[Location identification items]
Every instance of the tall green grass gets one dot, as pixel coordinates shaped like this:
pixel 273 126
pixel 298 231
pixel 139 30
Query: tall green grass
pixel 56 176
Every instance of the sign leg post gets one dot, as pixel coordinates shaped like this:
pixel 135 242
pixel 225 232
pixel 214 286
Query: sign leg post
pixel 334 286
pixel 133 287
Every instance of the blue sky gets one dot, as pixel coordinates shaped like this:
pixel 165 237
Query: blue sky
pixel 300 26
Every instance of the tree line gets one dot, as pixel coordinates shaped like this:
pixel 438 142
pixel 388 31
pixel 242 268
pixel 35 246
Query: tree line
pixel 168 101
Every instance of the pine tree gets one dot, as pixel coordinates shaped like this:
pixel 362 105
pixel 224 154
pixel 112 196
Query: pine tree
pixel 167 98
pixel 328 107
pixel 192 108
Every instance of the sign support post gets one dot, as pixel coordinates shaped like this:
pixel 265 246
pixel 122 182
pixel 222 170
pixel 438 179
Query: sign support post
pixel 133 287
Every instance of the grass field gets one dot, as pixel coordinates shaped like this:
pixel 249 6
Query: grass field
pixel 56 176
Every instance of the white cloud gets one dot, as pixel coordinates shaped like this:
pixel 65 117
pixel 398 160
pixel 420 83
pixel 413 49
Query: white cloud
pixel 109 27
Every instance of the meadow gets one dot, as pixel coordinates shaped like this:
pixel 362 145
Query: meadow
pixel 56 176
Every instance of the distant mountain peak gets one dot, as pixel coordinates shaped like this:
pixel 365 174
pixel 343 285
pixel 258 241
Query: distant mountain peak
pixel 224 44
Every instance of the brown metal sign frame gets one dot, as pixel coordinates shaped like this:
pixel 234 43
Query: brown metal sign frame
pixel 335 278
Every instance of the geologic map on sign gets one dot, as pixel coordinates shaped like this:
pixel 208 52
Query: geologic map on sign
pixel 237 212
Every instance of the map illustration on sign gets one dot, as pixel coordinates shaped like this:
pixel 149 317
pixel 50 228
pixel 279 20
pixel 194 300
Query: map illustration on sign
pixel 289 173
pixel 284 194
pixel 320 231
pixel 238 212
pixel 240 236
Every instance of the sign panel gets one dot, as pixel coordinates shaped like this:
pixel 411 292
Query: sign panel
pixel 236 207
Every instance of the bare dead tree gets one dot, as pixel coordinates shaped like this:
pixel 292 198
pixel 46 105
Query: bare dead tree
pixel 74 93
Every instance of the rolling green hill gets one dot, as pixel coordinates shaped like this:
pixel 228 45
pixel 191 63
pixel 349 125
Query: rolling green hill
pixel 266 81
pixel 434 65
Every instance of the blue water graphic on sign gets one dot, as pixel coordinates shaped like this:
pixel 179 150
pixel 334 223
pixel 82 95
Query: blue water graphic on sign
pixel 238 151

** TASK REQUIREMENTS **
Format everything in the material above, from the line containing "Every instance of the brown" down to the line containing "pixel 237 212", as a JSON list of strings with one string per line, including both end lines and omitting blank lines.

** EXPECTED OUTPUT **
[
  "Every instance of the brown metal sign frame gets one dot, as pixel coordinates shaped like this:",
  "pixel 234 43",
  "Query: brown metal sign frame",
  "pixel 335 278",
  "Every instance of the geologic map on sign gets one dot, as pixel coordinates shaped like this:",
  "pixel 208 52",
  "Query: geologic map on sign",
  "pixel 237 212"
]